» **Provided information**
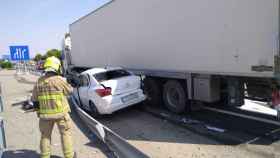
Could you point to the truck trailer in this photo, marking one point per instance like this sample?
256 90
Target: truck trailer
208 51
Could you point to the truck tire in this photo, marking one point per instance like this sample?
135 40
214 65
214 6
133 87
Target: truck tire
93 110
152 90
174 96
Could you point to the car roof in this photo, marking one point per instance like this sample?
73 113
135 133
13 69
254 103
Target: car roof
99 70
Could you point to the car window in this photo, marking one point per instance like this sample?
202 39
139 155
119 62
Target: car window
84 81
109 75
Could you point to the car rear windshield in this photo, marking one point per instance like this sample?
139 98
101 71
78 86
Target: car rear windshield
109 75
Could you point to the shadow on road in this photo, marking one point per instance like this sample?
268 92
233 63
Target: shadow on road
95 142
23 154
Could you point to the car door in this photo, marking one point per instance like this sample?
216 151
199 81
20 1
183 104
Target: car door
83 91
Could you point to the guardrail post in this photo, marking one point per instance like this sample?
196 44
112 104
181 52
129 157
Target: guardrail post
2 131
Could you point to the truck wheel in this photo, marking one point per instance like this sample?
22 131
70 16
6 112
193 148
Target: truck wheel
93 110
174 96
152 90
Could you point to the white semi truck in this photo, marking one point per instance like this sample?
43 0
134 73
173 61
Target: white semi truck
210 51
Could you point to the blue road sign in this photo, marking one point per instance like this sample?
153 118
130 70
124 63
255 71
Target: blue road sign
19 53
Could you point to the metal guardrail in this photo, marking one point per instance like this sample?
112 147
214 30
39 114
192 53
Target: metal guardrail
115 142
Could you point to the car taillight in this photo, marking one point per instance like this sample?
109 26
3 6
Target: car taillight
103 92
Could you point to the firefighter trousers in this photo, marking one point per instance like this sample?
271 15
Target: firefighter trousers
64 126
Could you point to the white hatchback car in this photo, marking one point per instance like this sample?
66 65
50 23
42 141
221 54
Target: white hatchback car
106 90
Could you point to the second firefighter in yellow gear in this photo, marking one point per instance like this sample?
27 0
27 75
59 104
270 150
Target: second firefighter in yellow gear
50 93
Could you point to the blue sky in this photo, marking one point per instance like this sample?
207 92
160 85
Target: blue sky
40 24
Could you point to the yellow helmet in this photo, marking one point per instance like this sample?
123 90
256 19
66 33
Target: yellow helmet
52 64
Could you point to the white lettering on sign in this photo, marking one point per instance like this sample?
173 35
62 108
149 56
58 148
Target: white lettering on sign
19 53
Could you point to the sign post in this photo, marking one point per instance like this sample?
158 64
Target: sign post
20 53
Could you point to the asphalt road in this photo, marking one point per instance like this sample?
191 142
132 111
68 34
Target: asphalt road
155 136
22 132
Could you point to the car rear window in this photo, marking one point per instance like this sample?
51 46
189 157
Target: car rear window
109 75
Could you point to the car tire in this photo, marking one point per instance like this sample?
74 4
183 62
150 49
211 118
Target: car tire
174 96
152 91
93 110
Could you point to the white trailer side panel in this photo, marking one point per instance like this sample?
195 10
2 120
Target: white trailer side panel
214 36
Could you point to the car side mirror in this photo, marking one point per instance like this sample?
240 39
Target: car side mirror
74 83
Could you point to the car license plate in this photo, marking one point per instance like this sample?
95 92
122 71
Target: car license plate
129 97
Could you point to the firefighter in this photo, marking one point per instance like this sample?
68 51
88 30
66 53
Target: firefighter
49 98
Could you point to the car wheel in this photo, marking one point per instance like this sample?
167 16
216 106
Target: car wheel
174 97
93 110
152 90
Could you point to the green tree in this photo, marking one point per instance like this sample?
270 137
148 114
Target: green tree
54 52
38 57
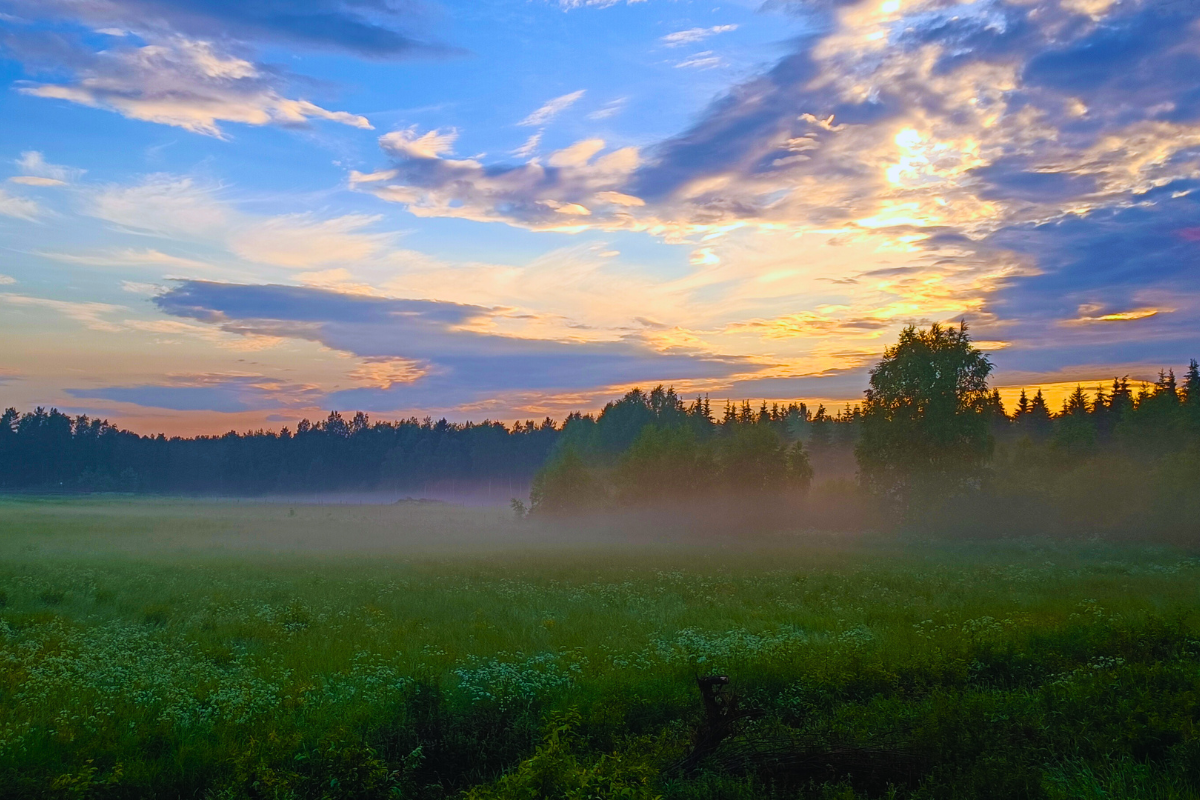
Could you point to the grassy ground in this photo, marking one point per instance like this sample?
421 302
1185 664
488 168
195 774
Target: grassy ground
270 650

» **Work task**
Leaving the pictures out, reproduce the entries above exactly.

» **Reply to the task**
Could you point to the truck trailer in this photo, marking one point per instance like this sample?
256 90
Target: truck trailer
208 51
Could you point to the truck tire in this photo, marking one point per instance like this sample?
135 40
214 65
214 6
133 87
Target: truck tire
93 110
152 90
174 96
Could you point to the car roof in this photo, marking one point per instance like this sample?
73 113
135 133
13 69
254 103
Target: car roof
99 70
Could you point to the car window in this photo, marking one point per instance like this sample?
202 39
139 155
119 62
Target: car window
84 81
109 75
Could you point to the car rear windshield in this photo, marking one point per instance like this sample?
139 98
101 71
78 86
Target: car rear windshield
109 75
Could you point to the shadow on road in this photo, marking one point per instance like this sample?
268 92
233 63
Target: shadow on road
95 142
23 154
Could you point to the car door in this photo, marking one point per instance like this sample?
216 151
199 81
20 1
183 104
Target: car door
83 91
Could you point to the guardrail post in this photo, marking one point per instance like this sample?
196 44
112 104
181 52
129 157
Target: guardrail post
2 131
Could you point to the truck wheel in this photo, marking one point per instance like this sample?
22 131
70 16
6 112
193 148
Target: truck wheel
93 110
174 96
152 90
Could you point to the white semi truck in this photo, marking one point per instance like this sample?
43 0
134 73
173 61
Target: white semi truck
210 51
Could you point to the blue road sign in this photo, marking one point per instance like this sample?
153 118
130 70
124 63
255 71
Target: blue road sign
19 53
Could you point to the metal guardrail in this photo, marking one point per instance like this sample?
112 147
214 30
39 114
192 53
Target: metal guardrail
115 142
Could you point to the car taillight in this photo, marking one point per instance like this sample?
109 26
3 6
Target: car taillight
103 92
Could you point to the firefighter trousers in this photo, marking one point per instance like this sample?
271 15
Target: firefighter trousers
64 126
Could you point to the white hatchback car in this photo, marking one point per instance like this sample?
66 65
50 23
42 141
221 54
Target: white hatchback car
106 90
Could you point to the second firefighter in yellow gear in this photo, marking one point per instance like this sample?
27 0
27 75
59 104
270 150
Target: second firefighter in yellow gear
50 93
Could you point to the blue sky in this photo, marking one point per instance like this sample?
207 92
160 85
Target: blue sky
40 24
Could you point to the yellow helmet in this photo, marking one point per instance like this sample?
123 90
256 19
66 33
Target: yellow helmet
52 64
Could you point to the white lettering on sign in this photo, marking one point per instance like this sample?
173 35
62 108
149 56
58 148
Target: white lettering on sign
19 53
Could you point to the sign post in this photo, marking one point per instance like this sample?
158 64
Target: sign post
20 53
Could you point to the asphalt road in this photo, marking one point per instance like this sample?
191 142
132 111
68 34
Target: asphalt road
155 136
22 132
Could you point to the car rear window in this photo, marking one point per instance like this sample?
51 46
189 157
Target: car rear window
109 75
Could you point to the car tire in this photo, marking one point per instance like this sample?
74 4
183 62
150 49
211 118
Target: car tire
174 96
152 91
93 110
Could you point to the white trailer side panel in this photo, marking one point per instance like this sample?
195 10
2 120
Target: white trailer side panel
214 36
Could you point to the car side mirror in this photo, marking one point per instance like this sample?
240 39
Target: car side mirror
74 83
Could you point to the car license plate in this photo, marking one point per instance like this sample?
95 92
122 71
Target: car license plate
129 97
Could you point to the firefighter in this photo, marking one point per instance like this sample?
68 51
88 30
66 53
Target: firefighter
49 98
Could you point to the car wheel in this photo, marking one point per instance like this sample?
167 16
216 106
Target: car wheel
174 97
93 110
152 90
Could you point to the green tree in this photo, marking one point per instance like this sample?
270 137
148 114
Target: green tree
54 52
38 57
Could you point to the grassy ground in this photo, marking one point per instance like this sample?
421 302
1185 664
488 168
195 774
Target: grassy ground
270 650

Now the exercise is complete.